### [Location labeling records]
◆ ◆ ◆ ◆ ◆
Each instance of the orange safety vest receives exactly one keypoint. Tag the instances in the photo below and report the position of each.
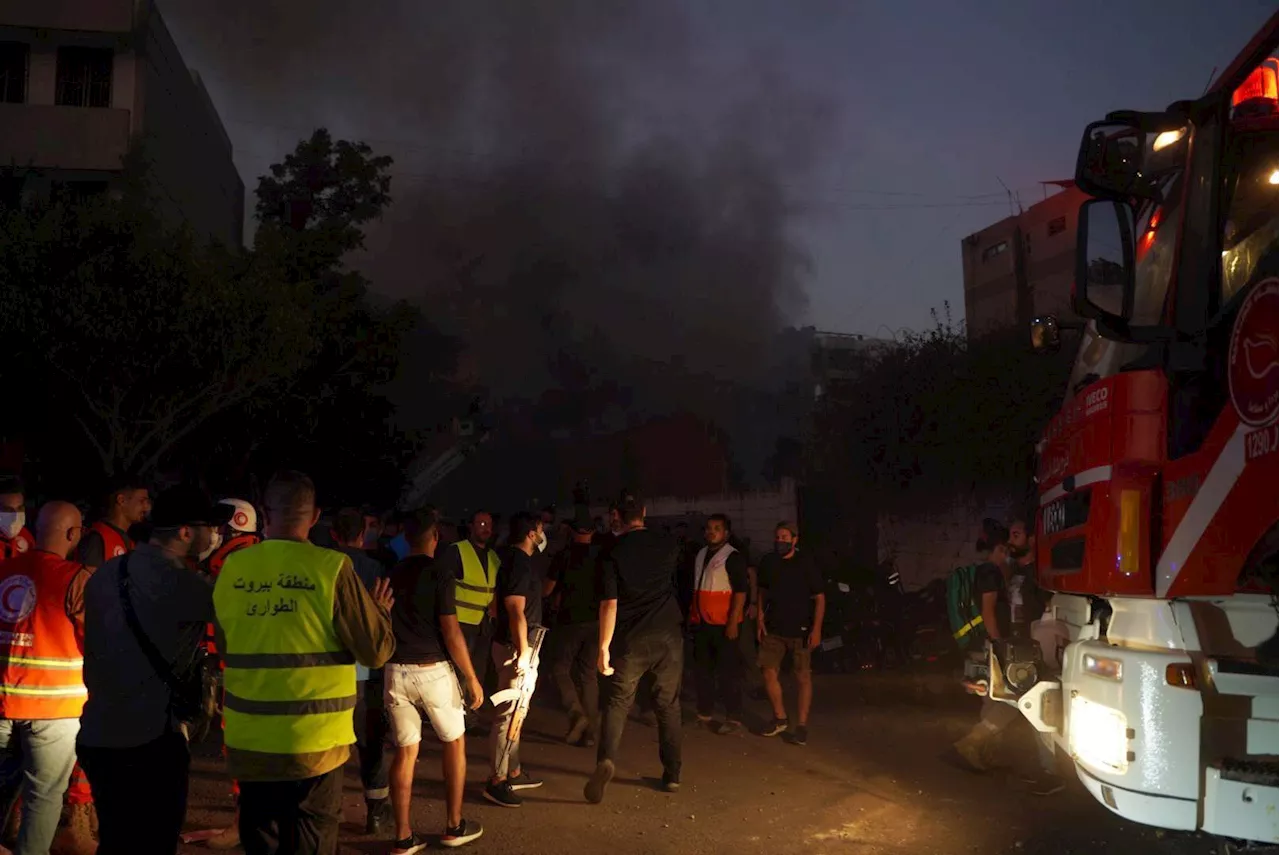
(114, 544)
(41, 649)
(713, 594)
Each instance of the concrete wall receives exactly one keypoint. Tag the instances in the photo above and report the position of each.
(754, 515)
(928, 545)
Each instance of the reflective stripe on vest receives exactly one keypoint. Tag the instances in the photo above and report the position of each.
(291, 685)
(41, 652)
(713, 594)
(474, 591)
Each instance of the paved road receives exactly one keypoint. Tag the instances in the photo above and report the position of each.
(873, 778)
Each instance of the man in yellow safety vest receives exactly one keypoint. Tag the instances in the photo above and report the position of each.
(292, 621)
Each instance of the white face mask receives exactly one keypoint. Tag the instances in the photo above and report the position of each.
(12, 522)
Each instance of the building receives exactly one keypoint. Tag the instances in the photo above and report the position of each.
(1022, 266)
(83, 81)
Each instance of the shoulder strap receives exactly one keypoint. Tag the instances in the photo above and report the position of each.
(163, 668)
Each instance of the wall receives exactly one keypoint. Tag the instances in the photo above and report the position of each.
(183, 138)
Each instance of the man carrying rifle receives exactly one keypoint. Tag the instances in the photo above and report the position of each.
(515, 655)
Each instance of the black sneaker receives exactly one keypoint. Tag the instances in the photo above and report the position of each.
(524, 781)
(415, 842)
(461, 835)
(594, 789)
(502, 795)
(378, 817)
(777, 726)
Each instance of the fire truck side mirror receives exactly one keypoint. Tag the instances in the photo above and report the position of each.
(1105, 263)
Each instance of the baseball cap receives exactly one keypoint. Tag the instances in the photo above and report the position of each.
(187, 504)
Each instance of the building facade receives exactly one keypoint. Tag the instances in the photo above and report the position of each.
(1022, 266)
(82, 82)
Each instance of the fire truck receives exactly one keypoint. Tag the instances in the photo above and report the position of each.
(1159, 525)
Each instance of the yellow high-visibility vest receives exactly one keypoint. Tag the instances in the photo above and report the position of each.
(474, 591)
(291, 684)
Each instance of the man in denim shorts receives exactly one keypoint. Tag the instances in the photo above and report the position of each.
(423, 680)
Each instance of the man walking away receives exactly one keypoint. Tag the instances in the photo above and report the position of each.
(577, 631)
(790, 621)
(716, 615)
(520, 609)
(421, 681)
(640, 634)
(132, 748)
(126, 504)
(14, 536)
(292, 621)
(41, 672)
(350, 534)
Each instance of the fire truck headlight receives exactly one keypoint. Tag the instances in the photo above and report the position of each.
(1098, 736)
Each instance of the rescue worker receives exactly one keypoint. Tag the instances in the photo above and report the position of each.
(292, 622)
(14, 536)
(127, 503)
(351, 535)
(240, 533)
(41, 673)
(721, 583)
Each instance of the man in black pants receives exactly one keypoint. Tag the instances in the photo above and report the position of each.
(639, 635)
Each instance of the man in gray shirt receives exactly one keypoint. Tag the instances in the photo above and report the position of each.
(133, 751)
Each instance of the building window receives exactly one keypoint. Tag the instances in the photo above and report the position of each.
(85, 77)
(993, 250)
(13, 72)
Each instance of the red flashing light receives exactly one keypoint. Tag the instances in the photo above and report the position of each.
(1260, 94)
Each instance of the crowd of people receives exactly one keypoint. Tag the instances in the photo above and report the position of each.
(120, 640)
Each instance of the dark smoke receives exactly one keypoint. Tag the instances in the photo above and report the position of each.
(581, 183)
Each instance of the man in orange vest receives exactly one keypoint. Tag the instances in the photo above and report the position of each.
(14, 536)
(721, 583)
(41, 670)
(127, 504)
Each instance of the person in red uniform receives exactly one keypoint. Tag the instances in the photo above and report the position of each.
(127, 503)
(14, 536)
(41, 673)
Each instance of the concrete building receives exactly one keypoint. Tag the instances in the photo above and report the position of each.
(83, 81)
(1022, 266)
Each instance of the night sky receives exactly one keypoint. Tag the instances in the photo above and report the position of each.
(894, 123)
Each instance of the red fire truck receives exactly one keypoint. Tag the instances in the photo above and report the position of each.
(1159, 521)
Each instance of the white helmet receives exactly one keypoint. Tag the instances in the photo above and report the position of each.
(245, 519)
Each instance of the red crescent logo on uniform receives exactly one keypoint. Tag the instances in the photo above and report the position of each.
(17, 598)
(1253, 361)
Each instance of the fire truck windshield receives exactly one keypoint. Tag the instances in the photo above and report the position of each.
(1155, 252)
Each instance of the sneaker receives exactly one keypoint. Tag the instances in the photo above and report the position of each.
(502, 795)
(378, 817)
(524, 781)
(1047, 785)
(776, 727)
(594, 789)
(461, 835)
(415, 842)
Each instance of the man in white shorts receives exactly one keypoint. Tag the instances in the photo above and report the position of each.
(423, 680)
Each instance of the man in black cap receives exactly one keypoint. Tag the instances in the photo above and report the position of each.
(132, 748)
(576, 639)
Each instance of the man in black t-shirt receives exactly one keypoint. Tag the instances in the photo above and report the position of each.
(640, 634)
(577, 631)
(421, 681)
(520, 609)
(792, 603)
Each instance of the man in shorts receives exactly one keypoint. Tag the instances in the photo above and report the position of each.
(789, 621)
(423, 680)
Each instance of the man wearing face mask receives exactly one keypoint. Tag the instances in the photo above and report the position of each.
(14, 536)
(129, 744)
(41, 671)
(790, 621)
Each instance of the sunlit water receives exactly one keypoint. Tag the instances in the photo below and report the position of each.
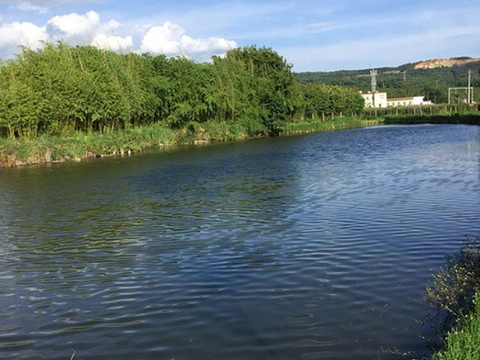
◆ ◆ ◆ ◆ ◆
### [Goal]
Locate each line in the listing that contains the word "concrete" and copy those lines. Matching is case-sensitive.

### [Response]
Each instance of the concrete wall receives exactly one keypoint. Tag the instances in the photo above and report the position of each.
Each instance of the concrete building receives exactly one keypoint. Tag the instances in the photo above and report the position of each.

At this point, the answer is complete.